◆ What to do
Copy the lines of the records below word for word, starting at the line that contains "Each instance of the cat tree support" and ending at the line that contains "pixel 252 214".

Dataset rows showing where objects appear
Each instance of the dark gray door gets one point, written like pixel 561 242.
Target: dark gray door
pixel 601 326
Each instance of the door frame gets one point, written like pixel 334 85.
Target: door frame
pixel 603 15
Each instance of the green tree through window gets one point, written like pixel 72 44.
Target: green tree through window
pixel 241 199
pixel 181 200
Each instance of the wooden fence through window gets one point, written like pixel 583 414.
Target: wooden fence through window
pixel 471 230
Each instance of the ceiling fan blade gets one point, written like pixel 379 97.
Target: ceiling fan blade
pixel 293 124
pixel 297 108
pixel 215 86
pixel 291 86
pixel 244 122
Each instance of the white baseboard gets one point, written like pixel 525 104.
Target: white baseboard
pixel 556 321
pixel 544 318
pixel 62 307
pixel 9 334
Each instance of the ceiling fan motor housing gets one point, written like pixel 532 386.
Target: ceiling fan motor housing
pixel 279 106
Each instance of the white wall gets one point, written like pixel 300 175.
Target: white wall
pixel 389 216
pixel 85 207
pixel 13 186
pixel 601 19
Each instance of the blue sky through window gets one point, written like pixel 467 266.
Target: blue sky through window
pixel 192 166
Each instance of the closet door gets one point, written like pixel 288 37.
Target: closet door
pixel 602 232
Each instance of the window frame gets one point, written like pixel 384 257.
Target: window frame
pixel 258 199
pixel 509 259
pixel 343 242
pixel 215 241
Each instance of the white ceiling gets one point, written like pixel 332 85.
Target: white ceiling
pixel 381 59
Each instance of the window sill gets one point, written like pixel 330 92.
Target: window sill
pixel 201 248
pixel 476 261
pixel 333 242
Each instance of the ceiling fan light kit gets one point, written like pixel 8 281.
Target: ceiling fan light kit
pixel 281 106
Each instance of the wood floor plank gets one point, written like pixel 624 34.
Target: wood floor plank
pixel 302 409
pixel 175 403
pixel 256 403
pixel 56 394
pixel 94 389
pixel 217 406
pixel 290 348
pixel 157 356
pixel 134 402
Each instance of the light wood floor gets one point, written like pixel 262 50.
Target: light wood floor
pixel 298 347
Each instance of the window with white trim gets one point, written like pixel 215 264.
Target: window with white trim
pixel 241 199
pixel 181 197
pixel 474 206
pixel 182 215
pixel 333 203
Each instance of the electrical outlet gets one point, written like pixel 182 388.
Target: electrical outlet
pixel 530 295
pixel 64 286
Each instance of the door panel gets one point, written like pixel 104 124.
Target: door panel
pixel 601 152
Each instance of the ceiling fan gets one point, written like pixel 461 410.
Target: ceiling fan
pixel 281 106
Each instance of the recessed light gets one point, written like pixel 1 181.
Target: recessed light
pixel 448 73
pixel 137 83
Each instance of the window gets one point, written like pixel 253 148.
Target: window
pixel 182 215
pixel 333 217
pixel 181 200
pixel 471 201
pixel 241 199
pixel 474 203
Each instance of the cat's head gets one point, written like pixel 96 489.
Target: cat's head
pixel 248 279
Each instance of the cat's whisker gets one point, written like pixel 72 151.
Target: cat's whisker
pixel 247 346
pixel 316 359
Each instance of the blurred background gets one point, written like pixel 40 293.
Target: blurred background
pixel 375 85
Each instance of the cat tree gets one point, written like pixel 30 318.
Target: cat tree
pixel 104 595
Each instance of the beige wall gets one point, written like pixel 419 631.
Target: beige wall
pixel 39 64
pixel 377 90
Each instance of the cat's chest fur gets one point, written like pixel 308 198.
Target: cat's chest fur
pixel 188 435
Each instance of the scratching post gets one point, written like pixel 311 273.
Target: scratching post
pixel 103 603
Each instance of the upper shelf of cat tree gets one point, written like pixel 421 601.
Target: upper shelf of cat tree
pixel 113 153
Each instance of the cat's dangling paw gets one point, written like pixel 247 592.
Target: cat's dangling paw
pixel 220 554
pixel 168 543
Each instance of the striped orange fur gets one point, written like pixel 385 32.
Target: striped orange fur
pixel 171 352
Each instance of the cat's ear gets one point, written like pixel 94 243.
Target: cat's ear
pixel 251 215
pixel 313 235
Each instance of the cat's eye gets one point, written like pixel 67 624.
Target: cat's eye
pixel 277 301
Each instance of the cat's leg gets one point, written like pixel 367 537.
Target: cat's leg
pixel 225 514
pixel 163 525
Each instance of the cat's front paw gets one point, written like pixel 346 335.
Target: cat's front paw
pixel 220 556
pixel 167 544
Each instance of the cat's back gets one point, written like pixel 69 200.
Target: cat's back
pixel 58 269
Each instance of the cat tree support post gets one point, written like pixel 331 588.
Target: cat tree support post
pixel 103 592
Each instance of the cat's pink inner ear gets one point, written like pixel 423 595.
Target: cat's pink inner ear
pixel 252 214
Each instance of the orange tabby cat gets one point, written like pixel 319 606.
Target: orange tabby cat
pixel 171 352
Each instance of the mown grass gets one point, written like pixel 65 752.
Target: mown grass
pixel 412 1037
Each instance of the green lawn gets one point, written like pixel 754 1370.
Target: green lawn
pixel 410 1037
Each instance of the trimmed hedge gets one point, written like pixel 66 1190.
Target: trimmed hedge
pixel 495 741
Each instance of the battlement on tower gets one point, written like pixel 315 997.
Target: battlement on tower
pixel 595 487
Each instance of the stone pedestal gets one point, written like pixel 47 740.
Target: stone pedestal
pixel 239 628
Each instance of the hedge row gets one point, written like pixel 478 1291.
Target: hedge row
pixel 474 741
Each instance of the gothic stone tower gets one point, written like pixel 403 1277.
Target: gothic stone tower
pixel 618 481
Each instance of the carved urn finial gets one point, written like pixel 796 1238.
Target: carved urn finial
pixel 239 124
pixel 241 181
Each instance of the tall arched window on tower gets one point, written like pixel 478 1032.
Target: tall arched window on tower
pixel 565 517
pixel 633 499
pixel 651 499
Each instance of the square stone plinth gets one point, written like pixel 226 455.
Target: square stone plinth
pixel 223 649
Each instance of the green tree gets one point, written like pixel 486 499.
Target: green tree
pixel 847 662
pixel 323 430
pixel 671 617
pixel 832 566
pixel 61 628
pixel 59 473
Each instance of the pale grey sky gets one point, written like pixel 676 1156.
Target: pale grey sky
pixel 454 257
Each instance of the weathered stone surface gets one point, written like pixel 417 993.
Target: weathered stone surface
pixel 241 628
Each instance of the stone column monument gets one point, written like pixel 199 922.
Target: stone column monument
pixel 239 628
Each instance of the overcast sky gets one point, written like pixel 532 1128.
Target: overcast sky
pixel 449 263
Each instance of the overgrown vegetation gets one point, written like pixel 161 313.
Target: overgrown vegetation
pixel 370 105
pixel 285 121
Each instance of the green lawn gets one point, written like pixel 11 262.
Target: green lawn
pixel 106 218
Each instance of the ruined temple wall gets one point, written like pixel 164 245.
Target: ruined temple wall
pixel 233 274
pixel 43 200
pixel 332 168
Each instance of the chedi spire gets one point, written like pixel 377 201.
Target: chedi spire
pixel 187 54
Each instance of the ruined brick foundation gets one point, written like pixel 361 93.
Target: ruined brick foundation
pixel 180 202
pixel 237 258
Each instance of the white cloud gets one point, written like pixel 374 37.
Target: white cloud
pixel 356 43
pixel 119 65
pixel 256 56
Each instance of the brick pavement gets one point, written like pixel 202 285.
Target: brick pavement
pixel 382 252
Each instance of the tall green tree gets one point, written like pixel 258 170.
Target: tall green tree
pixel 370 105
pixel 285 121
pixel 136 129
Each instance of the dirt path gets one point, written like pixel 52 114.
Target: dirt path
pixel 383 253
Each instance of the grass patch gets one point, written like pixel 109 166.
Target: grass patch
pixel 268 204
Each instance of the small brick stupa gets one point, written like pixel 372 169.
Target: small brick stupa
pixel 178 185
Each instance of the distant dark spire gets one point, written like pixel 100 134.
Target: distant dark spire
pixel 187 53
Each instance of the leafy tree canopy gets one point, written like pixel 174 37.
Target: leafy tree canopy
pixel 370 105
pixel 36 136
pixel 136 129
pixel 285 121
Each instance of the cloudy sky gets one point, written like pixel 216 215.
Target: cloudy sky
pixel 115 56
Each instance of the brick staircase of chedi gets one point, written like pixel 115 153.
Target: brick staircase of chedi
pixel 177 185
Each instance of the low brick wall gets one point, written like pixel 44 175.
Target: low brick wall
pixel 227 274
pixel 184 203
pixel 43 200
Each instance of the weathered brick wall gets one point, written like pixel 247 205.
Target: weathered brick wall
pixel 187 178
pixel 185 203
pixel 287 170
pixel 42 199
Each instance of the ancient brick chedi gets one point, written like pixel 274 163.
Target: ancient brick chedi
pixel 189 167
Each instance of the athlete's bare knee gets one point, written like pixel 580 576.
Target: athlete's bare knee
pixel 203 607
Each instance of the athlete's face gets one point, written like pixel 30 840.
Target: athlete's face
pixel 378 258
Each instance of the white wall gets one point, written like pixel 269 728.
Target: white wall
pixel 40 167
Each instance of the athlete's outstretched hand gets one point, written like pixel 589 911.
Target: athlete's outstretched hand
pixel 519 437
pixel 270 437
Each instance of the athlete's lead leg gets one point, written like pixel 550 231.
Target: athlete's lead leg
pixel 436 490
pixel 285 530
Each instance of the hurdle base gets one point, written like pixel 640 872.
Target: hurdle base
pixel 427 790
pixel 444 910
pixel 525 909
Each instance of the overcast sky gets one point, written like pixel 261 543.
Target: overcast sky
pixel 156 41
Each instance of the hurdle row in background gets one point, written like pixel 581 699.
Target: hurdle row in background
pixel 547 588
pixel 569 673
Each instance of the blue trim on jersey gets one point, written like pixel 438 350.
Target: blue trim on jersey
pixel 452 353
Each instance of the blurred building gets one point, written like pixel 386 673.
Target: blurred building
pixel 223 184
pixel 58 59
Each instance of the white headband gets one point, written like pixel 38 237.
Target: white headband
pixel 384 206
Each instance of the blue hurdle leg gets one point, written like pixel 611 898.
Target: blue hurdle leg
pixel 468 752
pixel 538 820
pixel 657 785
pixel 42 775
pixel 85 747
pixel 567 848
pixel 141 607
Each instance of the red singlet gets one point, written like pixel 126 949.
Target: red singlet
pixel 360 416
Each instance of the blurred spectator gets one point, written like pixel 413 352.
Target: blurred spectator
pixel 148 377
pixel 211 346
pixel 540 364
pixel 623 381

◆ Result for this task
Each instance of the cat tree support post gets one point, written like pixel 331 588.
Target: cat tree support post
pixel 103 592
Each instance of the cat's pink inner ear gets one point, written like pixel 423 595.
Target: cat's pink inner ear
pixel 252 214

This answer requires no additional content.